Once the pictures have been excluded, set down each remaining entry word for word.

★ ★ ★ ★

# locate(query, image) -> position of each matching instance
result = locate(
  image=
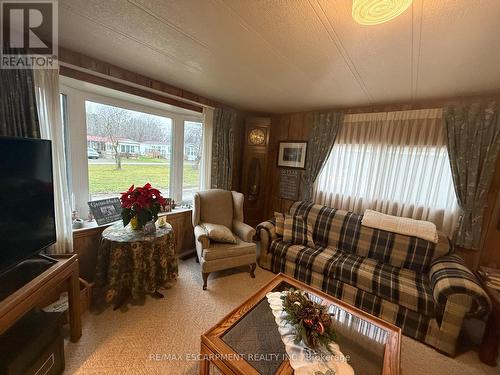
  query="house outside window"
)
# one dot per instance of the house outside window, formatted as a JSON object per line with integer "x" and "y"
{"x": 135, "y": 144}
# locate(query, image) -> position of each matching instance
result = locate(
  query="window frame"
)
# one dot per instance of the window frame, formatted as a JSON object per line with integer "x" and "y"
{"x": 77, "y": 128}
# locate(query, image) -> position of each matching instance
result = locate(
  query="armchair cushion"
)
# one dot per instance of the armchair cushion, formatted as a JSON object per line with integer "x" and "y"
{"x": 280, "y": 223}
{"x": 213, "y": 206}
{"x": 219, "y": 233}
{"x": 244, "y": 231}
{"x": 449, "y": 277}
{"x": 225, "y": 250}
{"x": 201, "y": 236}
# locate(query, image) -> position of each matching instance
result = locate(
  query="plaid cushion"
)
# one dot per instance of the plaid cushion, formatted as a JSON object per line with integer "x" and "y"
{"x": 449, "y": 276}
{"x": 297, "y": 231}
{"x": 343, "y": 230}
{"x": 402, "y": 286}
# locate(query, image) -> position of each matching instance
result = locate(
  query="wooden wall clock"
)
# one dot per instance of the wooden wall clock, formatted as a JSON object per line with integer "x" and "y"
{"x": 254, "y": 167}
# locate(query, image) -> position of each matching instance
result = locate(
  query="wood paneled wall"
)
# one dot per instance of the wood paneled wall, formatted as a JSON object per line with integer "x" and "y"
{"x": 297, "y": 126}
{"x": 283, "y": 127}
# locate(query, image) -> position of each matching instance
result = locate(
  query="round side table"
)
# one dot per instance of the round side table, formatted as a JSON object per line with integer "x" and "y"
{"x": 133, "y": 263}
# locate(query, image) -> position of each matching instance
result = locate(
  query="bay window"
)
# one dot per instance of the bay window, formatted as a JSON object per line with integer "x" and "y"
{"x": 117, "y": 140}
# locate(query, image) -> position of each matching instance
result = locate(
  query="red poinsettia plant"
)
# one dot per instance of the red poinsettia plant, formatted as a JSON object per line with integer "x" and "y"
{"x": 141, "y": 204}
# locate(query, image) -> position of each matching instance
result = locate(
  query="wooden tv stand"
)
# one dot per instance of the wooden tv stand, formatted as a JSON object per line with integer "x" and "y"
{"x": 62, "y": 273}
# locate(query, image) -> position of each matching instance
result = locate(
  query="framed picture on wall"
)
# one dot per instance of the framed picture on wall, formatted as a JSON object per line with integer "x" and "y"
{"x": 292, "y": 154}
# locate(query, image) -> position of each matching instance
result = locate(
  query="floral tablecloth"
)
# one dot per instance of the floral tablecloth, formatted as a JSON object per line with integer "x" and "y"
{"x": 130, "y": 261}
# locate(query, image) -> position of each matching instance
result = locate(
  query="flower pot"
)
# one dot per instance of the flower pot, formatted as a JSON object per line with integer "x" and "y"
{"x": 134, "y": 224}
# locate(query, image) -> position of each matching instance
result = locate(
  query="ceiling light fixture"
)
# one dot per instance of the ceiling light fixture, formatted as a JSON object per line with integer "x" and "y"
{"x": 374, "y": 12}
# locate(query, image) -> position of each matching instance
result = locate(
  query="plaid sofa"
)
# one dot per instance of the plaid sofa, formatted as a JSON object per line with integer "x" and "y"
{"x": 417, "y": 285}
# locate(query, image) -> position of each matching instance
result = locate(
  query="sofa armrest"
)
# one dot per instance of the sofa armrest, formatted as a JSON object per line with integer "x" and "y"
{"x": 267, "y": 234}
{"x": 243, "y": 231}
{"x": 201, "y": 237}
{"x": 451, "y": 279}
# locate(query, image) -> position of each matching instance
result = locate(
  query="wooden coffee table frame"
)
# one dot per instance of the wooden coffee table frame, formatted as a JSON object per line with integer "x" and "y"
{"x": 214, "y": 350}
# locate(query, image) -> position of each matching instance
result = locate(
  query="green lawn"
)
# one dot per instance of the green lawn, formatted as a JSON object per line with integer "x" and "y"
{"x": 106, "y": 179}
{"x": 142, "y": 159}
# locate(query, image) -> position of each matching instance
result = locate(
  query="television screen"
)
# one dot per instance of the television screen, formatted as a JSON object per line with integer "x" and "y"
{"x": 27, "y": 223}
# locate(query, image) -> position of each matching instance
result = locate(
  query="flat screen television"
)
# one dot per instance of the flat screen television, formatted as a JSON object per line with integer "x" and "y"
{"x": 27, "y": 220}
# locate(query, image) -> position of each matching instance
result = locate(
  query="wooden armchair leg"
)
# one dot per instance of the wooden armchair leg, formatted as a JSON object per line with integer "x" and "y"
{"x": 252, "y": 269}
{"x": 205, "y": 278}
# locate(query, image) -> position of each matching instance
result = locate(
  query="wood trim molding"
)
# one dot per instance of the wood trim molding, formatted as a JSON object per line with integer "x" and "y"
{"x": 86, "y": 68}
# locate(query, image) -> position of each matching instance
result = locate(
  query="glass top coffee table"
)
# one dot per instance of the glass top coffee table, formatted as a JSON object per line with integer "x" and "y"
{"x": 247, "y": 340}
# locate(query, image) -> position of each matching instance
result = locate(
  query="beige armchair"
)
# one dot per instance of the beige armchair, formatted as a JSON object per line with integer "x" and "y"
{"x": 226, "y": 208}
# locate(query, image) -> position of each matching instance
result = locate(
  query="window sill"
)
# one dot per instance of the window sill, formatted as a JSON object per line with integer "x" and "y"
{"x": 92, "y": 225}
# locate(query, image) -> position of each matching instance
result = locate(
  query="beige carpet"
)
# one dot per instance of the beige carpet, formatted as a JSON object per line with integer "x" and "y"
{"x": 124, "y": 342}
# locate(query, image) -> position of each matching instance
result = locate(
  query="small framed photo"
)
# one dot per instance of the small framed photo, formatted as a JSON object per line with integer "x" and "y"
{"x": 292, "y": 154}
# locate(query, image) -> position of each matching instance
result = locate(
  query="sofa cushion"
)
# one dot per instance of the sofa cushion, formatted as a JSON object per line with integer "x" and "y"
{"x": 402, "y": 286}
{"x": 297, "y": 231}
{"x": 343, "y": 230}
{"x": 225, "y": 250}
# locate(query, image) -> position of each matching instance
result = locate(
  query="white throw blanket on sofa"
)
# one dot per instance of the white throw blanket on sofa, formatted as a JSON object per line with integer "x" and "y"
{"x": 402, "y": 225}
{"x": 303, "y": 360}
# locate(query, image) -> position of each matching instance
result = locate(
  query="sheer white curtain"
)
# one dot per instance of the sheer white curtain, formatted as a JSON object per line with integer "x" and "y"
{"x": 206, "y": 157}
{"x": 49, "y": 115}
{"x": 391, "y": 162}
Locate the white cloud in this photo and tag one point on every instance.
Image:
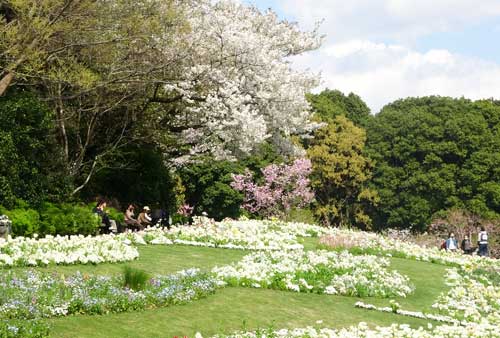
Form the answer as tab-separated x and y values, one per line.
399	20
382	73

★ ★ ★ ★

Answer space.
# locate(query, image) -> position of each matching instance
result = locate(
  image=
  query="house outside window"
)
# one dot per instance of the house outside window, formatted as a JSON object per line with integer "x" and "y"
{"x": 135, "y": 144}
# locate(query, image) -> position of each matching instance
result = locate(
  query="window frame"
)
# one dot per instance of the window frame, formatted as a JSON object per line with integer "x" and "y"
{"x": 77, "y": 128}
# locate(query, image) -> position of each matching instance
result = locate(
  query="armchair cushion"
)
# one dot per instance of the armchair cushion, formatted as a JSON object per line with integer "x" and "y"
{"x": 280, "y": 223}
{"x": 213, "y": 206}
{"x": 219, "y": 233}
{"x": 244, "y": 231}
{"x": 449, "y": 277}
{"x": 225, "y": 250}
{"x": 201, "y": 236}
# locate(query, image) -> position of each matching instance
result = locate(
  query="plaid cushion"
)
# one dot per instance of the plaid cushion, formatted as a JSON object per line with integer "x" and "y"
{"x": 449, "y": 276}
{"x": 297, "y": 231}
{"x": 343, "y": 230}
{"x": 402, "y": 286}
# locate(query, image) -> position of each matching instance
result = locate(
  query="wooden wall clock"
)
# one dot per instance of the wooden wall clock, formatted as a JSON object per line with integer "x" and "y"
{"x": 254, "y": 167}
# locate(query, image) -> position of each matching instance
result = locate(
  query="wood paneled wall"
)
# one dot per instance of the wood paneled wall, formatted as a JSON object per line with integer "x" and "y"
{"x": 297, "y": 126}
{"x": 283, "y": 127}
# locate(query, image) -> position of each matching instance
result = locate(
  query="round side table"
)
# one dot per instance of the round side table, formatted as a JSON object per line with integer "x" and "y"
{"x": 133, "y": 263}
# locate(query, image) -> position of each matching instance
result = locate(
  query="bay window"
)
# one dot per instance of the bay window, formatted as a JSON object per line with integer "x" and "y"
{"x": 117, "y": 140}
# locate(query, image) -> position of each matching instance
result = locate(
  query="red poinsettia plant"
)
# one dot per instance of the red poinsettia plant, formatted as a JSON object per line with integer "x" and "y"
{"x": 141, "y": 204}
# locate(query, image) -> position of each matching instance
result = locate(
  query="wooden tv stand"
)
# one dot per instance of the wooden tv stand, formatted as a JSON object per line with integer "x" and "y"
{"x": 62, "y": 273}
# locate(query, image) -> position of each matching instance
result = locate(
  query="framed picture on wall"
)
# one dot per instance of the framed picture on wall, formatted as a JSON object per line with integer "x" and "y"
{"x": 292, "y": 154}
# locate(query, image) -> position of each matching instance
result = locate(
  query="floral tablecloth"
)
# one dot per instance of the floral tablecloth, formatted as a JSON object per line with integer "x" and "y"
{"x": 130, "y": 261}
# locate(query, image) -> position of each matching instance
result = locate(
  query="flower pot"
)
# one dot per instance of the flower pot, formatted as a JSON object per line with integer "x" and "y"
{"x": 134, "y": 224}
# locate(query, image) -> position of each matching instance
result = locate(
  query="ceiling light fixture"
)
# one dot per instance of the ceiling light fixture, formatted as a JSON object per line with integer "x" and "y"
{"x": 374, "y": 12}
# locate(query, image) -> position of each matching instance
result = locate(
  query="plaid sofa"
)
# one dot per instance of the plaid sofa, formatted as a JSON object per line with integer "x" and "y"
{"x": 417, "y": 285}
# locate(query, image) -> position of each matching instance
result = locate(
  query="sofa armrest"
)
# one dot per instance of the sofa armrest, formatted as a JSON object per line with integer "x" and "y"
{"x": 267, "y": 234}
{"x": 243, "y": 231}
{"x": 201, "y": 237}
{"x": 451, "y": 279}
# locate(query, image) -> position of each matching instance
result = locate(
  query="wooden coffee table frame"
)
# one dot per instance of the wooden coffee table frame, formatted as a JSON object per line with integer "x" and "y"
{"x": 214, "y": 350}
# locate(query, image) -> position of each matching instance
result = locate(
  query="green lawn"
)
# one dot per instance of the green lawn, formatted as a JSON object per line with integer "x" and "y"
{"x": 106, "y": 179}
{"x": 142, "y": 159}
# locate(query, image) -> position of each matching instance
result = locate(
  query="television screen"
)
# one dot per instance of the television screen, formatted as a JSON object per line with integer "x" and "y"
{"x": 27, "y": 223}
# locate(query, image) -> position of each matching instance
result = locate(
  query="flat screen television"
)
# one dot per instance of the flat screen television, formatted as a JSON object per line with integer "x" and "y"
{"x": 27, "y": 220}
# locate(query, image) -> position of each matching instance
result = locate(
  query="wooden armchair leg"
)
# one dot per instance of the wooden armchair leg, formatted as a JSON object per line with integer "x" and "y"
{"x": 252, "y": 269}
{"x": 205, "y": 278}
# locate(query, image) -> position of each matching instance
result = locate(
  query="wood trim molding"
)
# one dot per instance of the wood trim molding, formatted as a JSON object per line with integer "x" and "y"
{"x": 86, "y": 68}
# locate(query, image) -> position of each matching instance
result = locate(
  query="glass top coffee table"
)
# one dot per instance of the glass top coffee table, formatted as a JSON object per line with integer "x" and "y"
{"x": 247, "y": 340}
# locate(query, image) -> position of each matching instance
result = locate(
  query="beige armchair"
)
# one dot per instance of the beige armchair, formatted as a JSON object per line with integer "x" and "y"
{"x": 226, "y": 208}
# locate(query, image) -> position of each matching instance
result = locate(
  query="window sill"
)
# one dot per instance of the window sill, formatted as a JSON object per line with integer "x" and "y"
{"x": 92, "y": 225}
# locate(query, image) -> position of each matching instance
result = locate(
  query="beige carpet"
)
# one dot per instance of the beige carpet, formatted as a JSON object per line with integer "x" and "y"
{"x": 124, "y": 342}
# locate(query, image) -> position of each matching instance
result = locate(
  query="small framed photo"
)
# one dot per instance of the small framed photo, formatted as a JSON object per line with integer "x" and "y"
{"x": 292, "y": 154}
# locate(query, image) -> position of each matching instance
result = locate(
  query="sofa cushion"
)
# one dot per instance of the sofa cushion, formatted as a JSON object per line with integer "x" and "y"
{"x": 402, "y": 286}
{"x": 297, "y": 231}
{"x": 343, "y": 230}
{"x": 225, "y": 250}
# locate(query, image) -> position of each matching instance
result = locate(
  query="white throw blanket on sofa"
)
# one dot per instance of the white throw blanket on sofa, formatted as a JSON object per line with integer "x" and "y"
{"x": 402, "y": 225}
{"x": 303, "y": 360}
# locate(query, image) -> position of each matching instance
result = locate(
  query="sheer white curtain"
)
# one dot per instance of the sheer white curtain, formatted as a JSON object per line with integer "x" and "y"
{"x": 206, "y": 157}
{"x": 49, "y": 115}
{"x": 391, "y": 162}
Locate the white cloud in this photo and tag one point on every instance.
Image:
Form the answer as tab-separated x and y values, one per line.
399	20
382	73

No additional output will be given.